Tattoo removal is costly business

Kiwis are going to expensive and painful lengths to get unwanted tattoos removed - from ex-girlfriends' names to spelling mistakes.

Kirsty Ewart, a nurse at KM Surgical Ltd in Christchurch, said the clinic treated about five to 10 clients a week.

"It's something that we do a reasonable amount of. Sometimes people want [tattoos] removed for work. Usually people just change their mind," she said.

The patients covered a "broad spectrum" - from people in their 60s to 16-year-olds, and treatment cost upwards of $100 a session.

Ewart said about 10 treatments were required to remove something the size of the back of one's hand.

"It shatters the pigment basically. Your body then breaks it down and gets rid of it. Black is the easiest colour to get off. Greens and blues are the hardest."

KM Surgical Ltd had removed "names, sayings, symbols . . . you name it"; and, "it's painful - more painful than getting it. That's what people tell us".

Angela, of Christchurch, said getting her tattoos removed was "one of the most painful experiences ever".

▶ Excerpted data:

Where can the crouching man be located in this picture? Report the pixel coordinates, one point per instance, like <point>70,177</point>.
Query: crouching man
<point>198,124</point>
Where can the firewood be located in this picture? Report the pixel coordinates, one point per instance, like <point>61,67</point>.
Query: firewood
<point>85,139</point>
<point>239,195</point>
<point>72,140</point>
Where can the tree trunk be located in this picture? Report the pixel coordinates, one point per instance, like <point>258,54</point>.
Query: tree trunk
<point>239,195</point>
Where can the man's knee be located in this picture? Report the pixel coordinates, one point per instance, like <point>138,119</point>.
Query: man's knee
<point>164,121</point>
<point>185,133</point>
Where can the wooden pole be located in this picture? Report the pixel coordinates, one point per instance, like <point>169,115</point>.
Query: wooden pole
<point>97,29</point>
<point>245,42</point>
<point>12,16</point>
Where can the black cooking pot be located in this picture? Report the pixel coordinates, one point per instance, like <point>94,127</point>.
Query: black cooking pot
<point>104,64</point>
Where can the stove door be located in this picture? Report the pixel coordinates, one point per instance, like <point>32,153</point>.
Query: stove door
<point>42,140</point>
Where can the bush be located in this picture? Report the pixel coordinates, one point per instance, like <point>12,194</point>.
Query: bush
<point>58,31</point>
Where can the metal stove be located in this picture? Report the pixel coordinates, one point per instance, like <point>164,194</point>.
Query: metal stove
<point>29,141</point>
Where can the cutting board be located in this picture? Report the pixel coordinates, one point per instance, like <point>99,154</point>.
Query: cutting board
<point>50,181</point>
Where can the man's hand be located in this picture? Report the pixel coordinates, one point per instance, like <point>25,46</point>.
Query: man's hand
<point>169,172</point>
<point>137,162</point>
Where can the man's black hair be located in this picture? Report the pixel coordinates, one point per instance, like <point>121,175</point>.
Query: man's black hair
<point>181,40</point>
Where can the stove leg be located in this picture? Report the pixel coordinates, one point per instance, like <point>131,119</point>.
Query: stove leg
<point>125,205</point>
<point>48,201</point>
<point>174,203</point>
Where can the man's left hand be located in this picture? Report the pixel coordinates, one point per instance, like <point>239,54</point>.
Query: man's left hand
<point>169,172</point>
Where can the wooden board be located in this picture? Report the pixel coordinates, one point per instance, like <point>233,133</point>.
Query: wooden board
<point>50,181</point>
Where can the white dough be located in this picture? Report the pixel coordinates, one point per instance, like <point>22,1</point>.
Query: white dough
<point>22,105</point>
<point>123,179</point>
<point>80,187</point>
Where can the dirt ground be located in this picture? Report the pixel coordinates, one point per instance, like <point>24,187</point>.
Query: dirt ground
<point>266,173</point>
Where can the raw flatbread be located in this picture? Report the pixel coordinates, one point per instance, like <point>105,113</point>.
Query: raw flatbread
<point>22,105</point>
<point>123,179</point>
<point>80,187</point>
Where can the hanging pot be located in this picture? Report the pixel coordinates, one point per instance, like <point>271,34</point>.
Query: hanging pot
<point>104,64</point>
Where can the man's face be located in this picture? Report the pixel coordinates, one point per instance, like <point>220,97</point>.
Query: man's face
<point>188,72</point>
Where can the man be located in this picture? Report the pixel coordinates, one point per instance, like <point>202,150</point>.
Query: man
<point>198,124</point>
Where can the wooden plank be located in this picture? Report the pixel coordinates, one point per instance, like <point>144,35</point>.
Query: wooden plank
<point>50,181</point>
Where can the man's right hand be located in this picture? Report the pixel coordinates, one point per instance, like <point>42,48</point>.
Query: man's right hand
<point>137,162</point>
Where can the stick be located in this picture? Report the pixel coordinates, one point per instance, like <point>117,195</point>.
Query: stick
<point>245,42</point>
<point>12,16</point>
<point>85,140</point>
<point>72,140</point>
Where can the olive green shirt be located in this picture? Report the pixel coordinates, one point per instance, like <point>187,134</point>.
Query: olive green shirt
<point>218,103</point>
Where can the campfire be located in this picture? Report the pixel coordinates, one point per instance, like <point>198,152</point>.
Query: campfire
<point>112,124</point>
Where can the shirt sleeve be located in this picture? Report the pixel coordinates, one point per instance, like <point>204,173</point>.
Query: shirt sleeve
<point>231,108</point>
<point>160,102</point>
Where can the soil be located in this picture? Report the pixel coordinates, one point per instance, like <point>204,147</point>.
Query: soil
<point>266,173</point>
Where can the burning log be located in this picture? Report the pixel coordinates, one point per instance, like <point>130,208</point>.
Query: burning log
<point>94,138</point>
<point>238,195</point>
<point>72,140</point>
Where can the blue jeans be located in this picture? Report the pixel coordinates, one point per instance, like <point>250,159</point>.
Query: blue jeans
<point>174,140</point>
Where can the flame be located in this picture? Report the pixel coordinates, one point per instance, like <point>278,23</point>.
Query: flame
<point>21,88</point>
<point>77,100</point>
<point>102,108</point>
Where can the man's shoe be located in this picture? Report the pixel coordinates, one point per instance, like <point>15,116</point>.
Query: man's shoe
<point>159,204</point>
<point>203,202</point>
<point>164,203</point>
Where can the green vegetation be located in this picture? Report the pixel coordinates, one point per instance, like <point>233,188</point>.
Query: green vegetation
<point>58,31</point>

▶ Task objective:
Answer these questions from the tattoo removal article:
1. About how many clients a week does the Christchurch clinic treat?
2. Which ink colors are the hardest to remove?
3. How did Angela describe getting her tattoos removed?
The records were taken from a different source.

▶ Written solution:
1. About five to 10 clients a week.
2. Greens and blues.
3. As "one of the most painful experiences ever."